## RECORDS
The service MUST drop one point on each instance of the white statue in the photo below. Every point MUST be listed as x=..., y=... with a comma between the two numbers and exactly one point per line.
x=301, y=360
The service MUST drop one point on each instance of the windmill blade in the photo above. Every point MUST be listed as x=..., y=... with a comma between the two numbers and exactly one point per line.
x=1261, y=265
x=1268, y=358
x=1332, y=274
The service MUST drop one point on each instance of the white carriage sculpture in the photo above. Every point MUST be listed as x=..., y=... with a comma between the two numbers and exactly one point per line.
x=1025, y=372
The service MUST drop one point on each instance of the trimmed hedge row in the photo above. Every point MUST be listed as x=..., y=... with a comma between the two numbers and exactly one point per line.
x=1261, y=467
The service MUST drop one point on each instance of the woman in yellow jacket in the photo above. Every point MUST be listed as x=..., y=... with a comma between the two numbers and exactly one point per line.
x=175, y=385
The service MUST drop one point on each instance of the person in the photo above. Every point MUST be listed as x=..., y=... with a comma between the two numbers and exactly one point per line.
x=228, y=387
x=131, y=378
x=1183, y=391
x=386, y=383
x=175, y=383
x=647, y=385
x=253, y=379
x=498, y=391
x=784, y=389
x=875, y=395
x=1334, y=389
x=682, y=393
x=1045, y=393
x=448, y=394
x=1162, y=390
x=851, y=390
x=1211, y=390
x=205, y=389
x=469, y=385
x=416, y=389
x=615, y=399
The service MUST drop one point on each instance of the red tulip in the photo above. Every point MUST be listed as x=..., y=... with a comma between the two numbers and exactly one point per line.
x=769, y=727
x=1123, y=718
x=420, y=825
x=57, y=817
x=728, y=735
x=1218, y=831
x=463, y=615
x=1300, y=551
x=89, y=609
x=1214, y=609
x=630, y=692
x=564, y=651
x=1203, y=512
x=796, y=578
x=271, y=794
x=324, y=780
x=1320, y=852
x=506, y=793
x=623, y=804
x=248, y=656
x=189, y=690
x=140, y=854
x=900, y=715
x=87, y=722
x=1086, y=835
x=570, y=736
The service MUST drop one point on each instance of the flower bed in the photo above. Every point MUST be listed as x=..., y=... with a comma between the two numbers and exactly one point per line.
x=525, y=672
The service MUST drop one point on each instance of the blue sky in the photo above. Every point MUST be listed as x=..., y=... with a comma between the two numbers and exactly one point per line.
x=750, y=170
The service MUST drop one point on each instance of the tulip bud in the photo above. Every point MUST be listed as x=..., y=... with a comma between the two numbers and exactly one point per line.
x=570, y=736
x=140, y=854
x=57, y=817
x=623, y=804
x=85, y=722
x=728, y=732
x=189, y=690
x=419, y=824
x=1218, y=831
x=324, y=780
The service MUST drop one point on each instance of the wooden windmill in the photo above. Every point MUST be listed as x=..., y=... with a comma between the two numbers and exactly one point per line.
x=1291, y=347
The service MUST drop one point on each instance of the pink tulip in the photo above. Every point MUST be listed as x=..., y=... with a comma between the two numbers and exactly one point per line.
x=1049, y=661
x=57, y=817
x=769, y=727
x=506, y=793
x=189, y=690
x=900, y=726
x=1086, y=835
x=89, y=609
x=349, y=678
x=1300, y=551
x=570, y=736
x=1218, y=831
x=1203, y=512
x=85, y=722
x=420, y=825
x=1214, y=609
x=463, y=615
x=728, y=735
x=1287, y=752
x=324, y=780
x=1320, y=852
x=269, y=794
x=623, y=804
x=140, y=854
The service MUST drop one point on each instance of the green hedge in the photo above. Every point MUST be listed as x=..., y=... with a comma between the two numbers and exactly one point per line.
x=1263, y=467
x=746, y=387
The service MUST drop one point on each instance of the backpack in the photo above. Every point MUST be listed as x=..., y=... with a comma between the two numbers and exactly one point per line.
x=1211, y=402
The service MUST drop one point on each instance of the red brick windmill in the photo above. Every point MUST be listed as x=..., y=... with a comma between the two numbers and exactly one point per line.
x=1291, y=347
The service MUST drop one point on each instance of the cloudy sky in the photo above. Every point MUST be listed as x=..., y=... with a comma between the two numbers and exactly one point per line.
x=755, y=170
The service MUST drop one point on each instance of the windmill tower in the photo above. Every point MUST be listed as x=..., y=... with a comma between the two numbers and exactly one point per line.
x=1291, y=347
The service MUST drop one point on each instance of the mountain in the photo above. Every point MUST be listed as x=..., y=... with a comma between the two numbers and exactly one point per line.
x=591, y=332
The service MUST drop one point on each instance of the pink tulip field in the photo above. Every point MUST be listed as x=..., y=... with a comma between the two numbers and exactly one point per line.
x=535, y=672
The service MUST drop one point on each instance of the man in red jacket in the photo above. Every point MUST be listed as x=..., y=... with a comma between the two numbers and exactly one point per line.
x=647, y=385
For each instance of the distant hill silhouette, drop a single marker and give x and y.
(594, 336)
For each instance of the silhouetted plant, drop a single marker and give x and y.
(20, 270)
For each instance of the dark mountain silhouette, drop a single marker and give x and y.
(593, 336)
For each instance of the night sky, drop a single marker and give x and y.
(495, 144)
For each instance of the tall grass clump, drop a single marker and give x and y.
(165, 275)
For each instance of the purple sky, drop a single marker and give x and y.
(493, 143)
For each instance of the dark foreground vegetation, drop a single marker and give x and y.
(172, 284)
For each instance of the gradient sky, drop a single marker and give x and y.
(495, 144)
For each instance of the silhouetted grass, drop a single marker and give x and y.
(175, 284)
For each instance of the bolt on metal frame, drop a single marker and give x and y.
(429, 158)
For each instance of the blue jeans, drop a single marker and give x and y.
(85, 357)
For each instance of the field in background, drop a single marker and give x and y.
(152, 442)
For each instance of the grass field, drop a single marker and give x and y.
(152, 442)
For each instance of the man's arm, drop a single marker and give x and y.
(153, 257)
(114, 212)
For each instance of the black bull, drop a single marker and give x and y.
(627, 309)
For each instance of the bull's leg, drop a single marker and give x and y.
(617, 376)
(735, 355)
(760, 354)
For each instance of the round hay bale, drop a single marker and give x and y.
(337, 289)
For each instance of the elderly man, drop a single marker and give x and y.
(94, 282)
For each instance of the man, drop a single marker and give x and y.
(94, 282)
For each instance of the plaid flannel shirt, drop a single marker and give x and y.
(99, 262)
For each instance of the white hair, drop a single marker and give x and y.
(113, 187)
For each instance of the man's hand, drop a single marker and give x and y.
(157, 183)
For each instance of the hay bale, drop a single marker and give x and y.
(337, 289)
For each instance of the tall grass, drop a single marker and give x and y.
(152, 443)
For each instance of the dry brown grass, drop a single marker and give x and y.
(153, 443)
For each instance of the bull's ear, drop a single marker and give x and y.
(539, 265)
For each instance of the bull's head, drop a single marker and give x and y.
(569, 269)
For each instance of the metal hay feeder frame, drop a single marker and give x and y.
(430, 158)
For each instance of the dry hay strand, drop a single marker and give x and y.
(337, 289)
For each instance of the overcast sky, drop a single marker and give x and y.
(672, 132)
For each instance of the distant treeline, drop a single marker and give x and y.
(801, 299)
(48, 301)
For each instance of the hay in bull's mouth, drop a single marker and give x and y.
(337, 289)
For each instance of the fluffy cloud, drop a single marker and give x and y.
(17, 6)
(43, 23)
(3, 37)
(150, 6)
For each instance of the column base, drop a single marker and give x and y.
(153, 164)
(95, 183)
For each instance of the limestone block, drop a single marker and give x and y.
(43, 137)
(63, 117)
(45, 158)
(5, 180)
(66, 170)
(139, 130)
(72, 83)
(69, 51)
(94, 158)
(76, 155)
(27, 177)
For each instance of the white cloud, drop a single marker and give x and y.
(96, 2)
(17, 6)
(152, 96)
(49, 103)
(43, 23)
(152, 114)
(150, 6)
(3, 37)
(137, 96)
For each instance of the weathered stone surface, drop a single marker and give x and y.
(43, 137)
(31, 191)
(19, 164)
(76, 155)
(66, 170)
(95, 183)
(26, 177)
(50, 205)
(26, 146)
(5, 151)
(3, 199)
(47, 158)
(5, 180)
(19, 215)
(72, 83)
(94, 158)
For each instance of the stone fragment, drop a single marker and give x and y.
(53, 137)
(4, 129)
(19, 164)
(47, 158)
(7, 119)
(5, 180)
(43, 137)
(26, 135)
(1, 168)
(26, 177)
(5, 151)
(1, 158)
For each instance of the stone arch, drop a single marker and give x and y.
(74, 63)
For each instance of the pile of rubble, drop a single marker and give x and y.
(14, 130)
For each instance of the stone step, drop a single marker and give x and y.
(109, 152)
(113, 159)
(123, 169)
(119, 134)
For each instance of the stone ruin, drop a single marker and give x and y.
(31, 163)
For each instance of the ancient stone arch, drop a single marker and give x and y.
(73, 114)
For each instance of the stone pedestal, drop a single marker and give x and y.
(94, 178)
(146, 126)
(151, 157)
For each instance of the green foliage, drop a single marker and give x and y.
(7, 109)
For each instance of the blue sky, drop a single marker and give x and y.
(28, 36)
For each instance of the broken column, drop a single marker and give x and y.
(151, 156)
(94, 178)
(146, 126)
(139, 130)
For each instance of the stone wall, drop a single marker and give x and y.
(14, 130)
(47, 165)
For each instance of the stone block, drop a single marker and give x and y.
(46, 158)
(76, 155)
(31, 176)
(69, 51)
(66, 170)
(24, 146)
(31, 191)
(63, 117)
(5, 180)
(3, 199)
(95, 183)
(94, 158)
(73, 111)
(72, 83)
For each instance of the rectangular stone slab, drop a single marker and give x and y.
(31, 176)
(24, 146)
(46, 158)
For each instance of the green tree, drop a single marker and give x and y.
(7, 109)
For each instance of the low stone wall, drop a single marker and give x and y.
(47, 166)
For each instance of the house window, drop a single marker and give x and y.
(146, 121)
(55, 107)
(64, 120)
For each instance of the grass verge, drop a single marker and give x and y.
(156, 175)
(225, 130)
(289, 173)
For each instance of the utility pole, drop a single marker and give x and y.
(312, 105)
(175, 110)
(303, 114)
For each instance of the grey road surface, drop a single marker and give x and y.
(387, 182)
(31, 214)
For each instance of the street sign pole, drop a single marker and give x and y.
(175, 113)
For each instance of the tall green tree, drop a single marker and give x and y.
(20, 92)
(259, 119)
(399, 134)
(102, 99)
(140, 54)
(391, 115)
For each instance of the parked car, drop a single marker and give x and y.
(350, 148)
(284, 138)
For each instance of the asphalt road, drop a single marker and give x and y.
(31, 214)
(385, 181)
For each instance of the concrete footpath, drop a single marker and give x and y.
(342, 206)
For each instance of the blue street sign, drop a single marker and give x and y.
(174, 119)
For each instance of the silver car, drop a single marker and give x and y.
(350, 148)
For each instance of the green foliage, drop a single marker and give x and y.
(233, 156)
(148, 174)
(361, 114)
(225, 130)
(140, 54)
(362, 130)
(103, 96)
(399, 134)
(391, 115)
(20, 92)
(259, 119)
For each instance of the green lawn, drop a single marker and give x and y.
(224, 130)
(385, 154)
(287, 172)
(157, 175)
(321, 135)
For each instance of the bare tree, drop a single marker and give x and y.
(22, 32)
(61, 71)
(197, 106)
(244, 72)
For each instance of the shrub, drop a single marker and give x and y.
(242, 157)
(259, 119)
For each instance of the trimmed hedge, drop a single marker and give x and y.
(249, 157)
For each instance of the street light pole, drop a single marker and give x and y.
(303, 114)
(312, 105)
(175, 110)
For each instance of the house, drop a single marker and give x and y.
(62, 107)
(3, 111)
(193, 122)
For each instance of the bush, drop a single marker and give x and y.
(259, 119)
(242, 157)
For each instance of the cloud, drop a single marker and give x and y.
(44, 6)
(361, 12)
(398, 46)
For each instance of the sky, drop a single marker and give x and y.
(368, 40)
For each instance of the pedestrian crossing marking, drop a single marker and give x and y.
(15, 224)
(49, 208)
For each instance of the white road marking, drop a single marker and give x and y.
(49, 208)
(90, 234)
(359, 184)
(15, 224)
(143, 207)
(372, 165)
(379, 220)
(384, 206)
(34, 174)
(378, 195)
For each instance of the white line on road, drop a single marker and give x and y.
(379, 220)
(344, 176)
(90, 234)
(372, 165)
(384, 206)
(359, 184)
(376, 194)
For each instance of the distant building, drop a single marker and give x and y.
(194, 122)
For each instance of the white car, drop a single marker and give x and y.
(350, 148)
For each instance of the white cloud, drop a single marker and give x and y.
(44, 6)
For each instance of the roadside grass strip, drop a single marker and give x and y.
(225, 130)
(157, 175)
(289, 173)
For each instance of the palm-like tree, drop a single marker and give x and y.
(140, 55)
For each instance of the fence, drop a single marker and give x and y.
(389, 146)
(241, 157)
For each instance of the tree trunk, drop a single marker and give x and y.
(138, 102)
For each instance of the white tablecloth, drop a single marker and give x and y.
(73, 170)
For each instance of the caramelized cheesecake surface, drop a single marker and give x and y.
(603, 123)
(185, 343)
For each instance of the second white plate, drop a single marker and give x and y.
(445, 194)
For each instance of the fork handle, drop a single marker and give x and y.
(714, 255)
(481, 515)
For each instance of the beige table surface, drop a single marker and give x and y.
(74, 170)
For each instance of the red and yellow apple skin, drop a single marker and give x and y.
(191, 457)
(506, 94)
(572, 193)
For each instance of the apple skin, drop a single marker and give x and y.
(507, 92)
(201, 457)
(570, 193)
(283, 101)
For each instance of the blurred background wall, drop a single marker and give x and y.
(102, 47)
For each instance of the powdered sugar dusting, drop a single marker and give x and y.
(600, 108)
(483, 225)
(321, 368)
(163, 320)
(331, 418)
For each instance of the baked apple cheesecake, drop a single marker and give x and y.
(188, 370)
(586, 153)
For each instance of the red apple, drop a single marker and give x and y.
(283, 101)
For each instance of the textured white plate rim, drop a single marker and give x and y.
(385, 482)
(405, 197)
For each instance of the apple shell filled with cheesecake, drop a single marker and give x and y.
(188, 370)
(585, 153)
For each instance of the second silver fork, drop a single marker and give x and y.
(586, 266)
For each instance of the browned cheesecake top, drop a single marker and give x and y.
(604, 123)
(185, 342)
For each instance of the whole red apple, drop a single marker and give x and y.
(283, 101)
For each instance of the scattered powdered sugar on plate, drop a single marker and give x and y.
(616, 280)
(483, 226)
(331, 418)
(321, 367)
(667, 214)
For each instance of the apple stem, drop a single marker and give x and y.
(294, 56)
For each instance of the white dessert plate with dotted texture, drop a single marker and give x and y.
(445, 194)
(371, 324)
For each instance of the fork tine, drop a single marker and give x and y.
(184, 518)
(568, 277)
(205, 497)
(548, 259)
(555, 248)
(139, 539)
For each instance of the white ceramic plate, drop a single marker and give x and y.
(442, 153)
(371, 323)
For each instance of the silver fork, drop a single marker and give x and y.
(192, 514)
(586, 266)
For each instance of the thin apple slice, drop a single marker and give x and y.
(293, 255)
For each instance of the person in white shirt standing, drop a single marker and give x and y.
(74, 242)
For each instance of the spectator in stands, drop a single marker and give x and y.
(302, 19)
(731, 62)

## ASSIGNED TASK
Copy out the lines above, from the one holding "For each instance of the spectator" through the final line, with no other lines.

## TASK SOLUTION
For each instance of the spectator in stands, drop a single marker and give x and y.
(302, 19)
(731, 62)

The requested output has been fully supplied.